The records below need to be repeated exactly, with every picture left out.

+++

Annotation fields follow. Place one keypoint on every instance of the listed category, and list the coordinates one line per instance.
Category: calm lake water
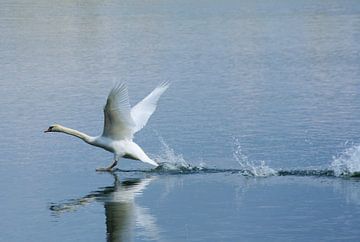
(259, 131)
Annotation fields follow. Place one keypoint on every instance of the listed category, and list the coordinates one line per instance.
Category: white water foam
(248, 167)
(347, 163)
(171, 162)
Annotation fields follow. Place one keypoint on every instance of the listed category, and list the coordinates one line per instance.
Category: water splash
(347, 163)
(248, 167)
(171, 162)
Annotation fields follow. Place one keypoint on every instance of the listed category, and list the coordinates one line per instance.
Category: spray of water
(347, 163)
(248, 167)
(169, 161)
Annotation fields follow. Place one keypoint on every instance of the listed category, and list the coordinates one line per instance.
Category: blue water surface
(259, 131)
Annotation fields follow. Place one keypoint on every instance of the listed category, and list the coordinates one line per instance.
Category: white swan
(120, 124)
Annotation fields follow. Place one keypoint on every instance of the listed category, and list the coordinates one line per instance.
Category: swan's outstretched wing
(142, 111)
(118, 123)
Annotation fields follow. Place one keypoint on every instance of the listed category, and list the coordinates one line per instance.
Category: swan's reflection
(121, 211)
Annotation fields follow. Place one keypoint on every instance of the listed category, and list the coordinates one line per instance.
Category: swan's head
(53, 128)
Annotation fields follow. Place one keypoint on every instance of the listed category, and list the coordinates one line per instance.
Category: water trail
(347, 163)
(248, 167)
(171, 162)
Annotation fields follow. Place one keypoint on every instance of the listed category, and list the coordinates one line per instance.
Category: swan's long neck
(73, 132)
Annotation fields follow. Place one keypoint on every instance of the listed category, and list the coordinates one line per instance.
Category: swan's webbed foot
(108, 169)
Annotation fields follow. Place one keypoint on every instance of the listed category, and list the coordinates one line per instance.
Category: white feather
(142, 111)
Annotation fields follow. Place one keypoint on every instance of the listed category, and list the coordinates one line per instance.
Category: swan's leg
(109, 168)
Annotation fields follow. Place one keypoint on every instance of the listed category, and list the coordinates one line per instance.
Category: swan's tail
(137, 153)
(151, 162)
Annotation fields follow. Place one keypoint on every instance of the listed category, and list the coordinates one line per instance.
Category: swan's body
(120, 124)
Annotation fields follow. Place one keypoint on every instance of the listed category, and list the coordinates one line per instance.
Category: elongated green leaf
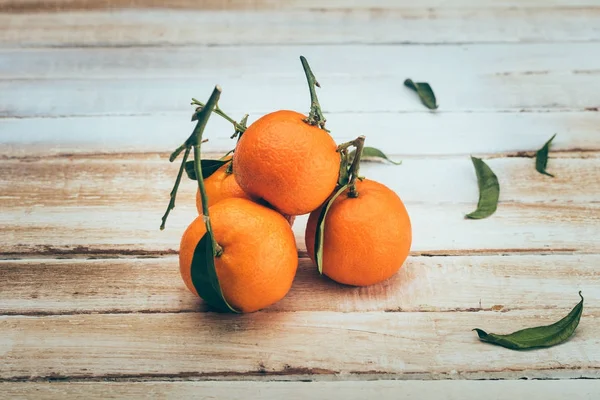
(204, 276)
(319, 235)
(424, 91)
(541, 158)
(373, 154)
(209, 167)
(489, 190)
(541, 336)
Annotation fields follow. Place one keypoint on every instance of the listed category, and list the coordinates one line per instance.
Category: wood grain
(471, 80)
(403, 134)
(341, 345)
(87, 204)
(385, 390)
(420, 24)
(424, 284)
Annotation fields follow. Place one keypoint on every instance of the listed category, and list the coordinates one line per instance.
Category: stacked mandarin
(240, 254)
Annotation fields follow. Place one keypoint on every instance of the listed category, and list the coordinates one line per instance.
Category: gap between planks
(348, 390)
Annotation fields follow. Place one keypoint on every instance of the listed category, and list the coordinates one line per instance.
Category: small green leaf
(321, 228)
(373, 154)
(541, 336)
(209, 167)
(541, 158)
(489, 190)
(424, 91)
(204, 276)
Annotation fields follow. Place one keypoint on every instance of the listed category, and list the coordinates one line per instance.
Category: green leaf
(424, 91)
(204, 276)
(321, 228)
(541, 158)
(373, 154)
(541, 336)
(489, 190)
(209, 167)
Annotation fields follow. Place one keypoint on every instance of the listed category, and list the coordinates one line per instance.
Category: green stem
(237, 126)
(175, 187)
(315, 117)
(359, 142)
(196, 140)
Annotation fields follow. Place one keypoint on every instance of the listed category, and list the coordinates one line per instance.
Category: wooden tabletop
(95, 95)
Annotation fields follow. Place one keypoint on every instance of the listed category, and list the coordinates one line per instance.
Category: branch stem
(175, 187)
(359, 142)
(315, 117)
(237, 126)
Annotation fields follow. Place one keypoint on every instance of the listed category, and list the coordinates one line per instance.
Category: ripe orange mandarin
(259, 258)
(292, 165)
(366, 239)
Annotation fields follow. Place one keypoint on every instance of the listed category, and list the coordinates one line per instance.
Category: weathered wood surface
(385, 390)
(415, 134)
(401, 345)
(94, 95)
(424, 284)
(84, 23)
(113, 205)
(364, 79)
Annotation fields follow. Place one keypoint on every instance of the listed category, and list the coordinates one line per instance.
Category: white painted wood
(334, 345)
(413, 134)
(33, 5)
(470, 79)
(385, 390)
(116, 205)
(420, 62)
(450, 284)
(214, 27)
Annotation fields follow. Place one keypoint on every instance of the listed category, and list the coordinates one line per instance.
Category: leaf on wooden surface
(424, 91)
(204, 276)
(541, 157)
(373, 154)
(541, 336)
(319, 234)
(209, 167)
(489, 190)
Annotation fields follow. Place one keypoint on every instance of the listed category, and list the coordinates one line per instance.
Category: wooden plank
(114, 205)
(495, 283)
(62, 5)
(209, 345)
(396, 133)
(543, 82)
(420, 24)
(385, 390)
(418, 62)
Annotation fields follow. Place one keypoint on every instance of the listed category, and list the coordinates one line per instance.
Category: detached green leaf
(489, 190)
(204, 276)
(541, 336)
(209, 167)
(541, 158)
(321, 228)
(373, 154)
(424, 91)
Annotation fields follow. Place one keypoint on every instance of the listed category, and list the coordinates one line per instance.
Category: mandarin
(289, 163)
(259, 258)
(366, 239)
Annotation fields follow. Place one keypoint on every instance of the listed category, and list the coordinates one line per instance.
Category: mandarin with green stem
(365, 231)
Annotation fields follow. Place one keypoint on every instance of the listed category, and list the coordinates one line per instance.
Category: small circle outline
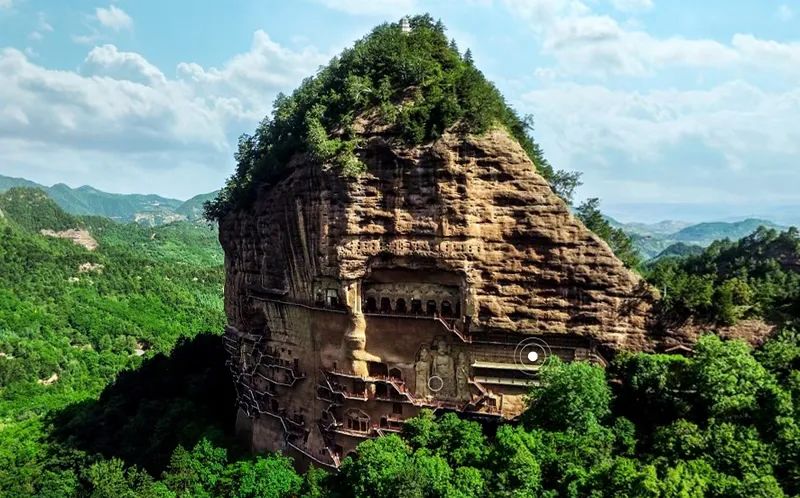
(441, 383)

+++

Output for this task:
Annotation fields follow. Place one keypoint on every instance of the listed category, and list the coordinates one line per instance.
Category: calm lake water
(259, 131)
Annotation fields follow. Place one keypoint on every instance of the listed category, and list the coordinates one line per instance.
Category: white water foam
(248, 167)
(347, 163)
(171, 162)
Annotation fields follow. Place one keypoint on every instance of the listed category, and list the coordinates one line per instance.
Category: water splash
(347, 163)
(248, 167)
(171, 162)
Annotation fields follow. Place one keypoint on every instance of the listed category, and list the coordinates one line per instance.
Category: spray of water
(347, 163)
(248, 167)
(169, 161)
Annotation fields follow. Place one keypoint on every instance of the listed category, and list the coordinates one line per instance.
Category: blue water surface
(259, 131)
Annotation fields follow. Place one keypoint on every instance of the listed category, and list the coordinates one line per instance.
Category: white swan
(120, 124)
Annotation fields follow. Place one keypoint on every instance of the listed category, and list the coordinates one line per instance.
Category: swan's outstretched wing
(142, 111)
(118, 123)
Annotation fields follow. Place one keypoint on every instance of the listed category, and list the coordinates one line per instance.
Category: swan's reflection
(121, 211)
Annotation fields follow. Place one keypoint on every instance of the listed category, and list the coordinates one line per instance.
Category: swan's head
(53, 128)
Annotation fields follow. Place one keypoint on every instance of the listed category, and list the coordinates one line per instance.
Category: water trail
(347, 163)
(248, 167)
(171, 162)
Annotation fields follow. Place one keypoint on every instance of the listed category, and list the coordinates one line per instance.
Category: swan's long neck
(73, 132)
Annotation fields follow. Place one keypoint on every instance of the listed category, and list the coordinates one line per instance.
Category: swan's webbed foot
(108, 169)
Annotation fields follow. Place one keypoint on every instance of the listed category, and list the coordinates one line per instance.
Category: white feather
(142, 111)
Annotation fields follow. Place one keypoint on every instance of the listed category, and list the coordinates one line per instance.
Category: swan's leg
(109, 168)
Annotation fields follow. Place one keypoint on every instance of the listed category, and list the coordinates one line per instance.
Category: swan's tail
(137, 153)
(151, 162)
Annotation fields follow. Place one keypoint on every instance of the listed category, and list the coordinates one line per instance.
Category: swan's body
(120, 124)
Annotation fields follow. Place one keypoint on every instance of the listed category, and list the coordinates one line per instance.
Category: elongated green leaf
(204, 276)
(319, 235)
(424, 91)
(541, 158)
(373, 154)
(209, 167)
(489, 190)
(541, 336)
Annotation fields follow. Place one keypoint on every instance of the listed category, and list the coordinates one line per instance.
Category: wood grain
(471, 80)
(403, 134)
(341, 345)
(87, 204)
(385, 390)
(420, 24)
(424, 284)
Annotation fields follow. Place one keypoint on every instance of the listed category, and list the coordinates one line per instance.
Category: stacked mandarin
(240, 254)
Annotation fields follow. Place one keypoint on every instance of the listed category, and list the coordinates one line per instance.
Category: gap between planks
(348, 390)
Annotation fields follow. Place one keypoint on every instance of the listed category, and list the coordinates one line per instance.
Category: small green leaf
(321, 228)
(373, 154)
(541, 336)
(209, 167)
(541, 158)
(489, 190)
(424, 91)
(204, 276)
Annotation fields follow. Place one keypoint on every instance of the listed category, and list the coordinates one line per instance.
Category: green leaf
(424, 91)
(204, 276)
(321, 228)
(541, 158)
(373, 154)
(541, 336)
(489, 190)
(209, 167)
Annotation fields follow. Place one keypoint on every instance of the listed category, and list the coordinates one line per instance.
Category: green stem
(237, 126)
(175, 187)
(315, 117)
(359, 142)
(196, 140)
Annotation fields follow. Place one keypoint on every instance of the listed category, and list the coordinates one line per instance.
Category: wooden tabletop
(95, 95)
Annotation fields follow. Place one keypoint on every instance of the listed category, and list the coordinates one line per instance.
Category: branch stem
(175, 187)
(359, 142)
(315, 117)
(237, 126)
Annotation fields follow. Place one keypoint on every instance of the listed category, and list the coordinates one line per instance.
Category: ripe orange mandarin
(259, 258)
(292, 165)
(366, 239)
Annotation fields follow. Place one keypoint on every instance of the listed category, and list the coordinates one line per instance.
Category: weathered wood surface
(385, 390)
(415, 134)
(401, 345)
(94, 95)
(424, 284)
(84, 23)
(113, 205)
(364, 79)
Annotation fields follow. Place one keypoint on every instance of the listed category, and list the coordinates one line per instance.
Category: white painted wood
(334, 345)
(413, 134)
(33, 5)
(470, 79)
(385, 390)
(116, 205)
(420, 62)
(450, 284)
(214, 27)
Annotation fields follow. Place one keypoint on every instance of the listed category, and list the coordinates one line per instance.
Category: leaf on wooden surface
(424, 91)
(204, 276)
(541, 157)
(373, 154)
(541, 336)
(319, 234)
(209, 167)
(489, 190)
Annotation fields follow. Place one keypoint on every instance of the listed category, and list the coordinates one line per instance.
Category: wooden plank
(114, 205)
(495, 283)
(62, 5)
(209, 345)
(396, 133)
(543, 82)
(420, 24)
(385, 390)
(418, 62)
Annotation fields follow. Place one keypoint on every instance of the listed category, and list the coordinates one line per instance.
Category: detached green leaf
(489, 190)
(204, 276)
(541, 336)
(209, 167)
(541, 158)
(321, 228)
(373, 154)
(424, 91)
Annotation fields follow. Place one keypoint on every instance of the listed category, and list the coordinates one line per instance.
Category: mandarin
(289, 163)
(259, 258)
(366, 239)
Annotation fields follow. Place one keypoint on every instance of the listed category, and list the coordinates one line per instance.
Category: mandarin with green stem
(365, 231)
Annotation fields follow. Place one keypoint on every instance of the listed category, and list the coordinates one line per instance.
Category: small circle outline
(441, 383)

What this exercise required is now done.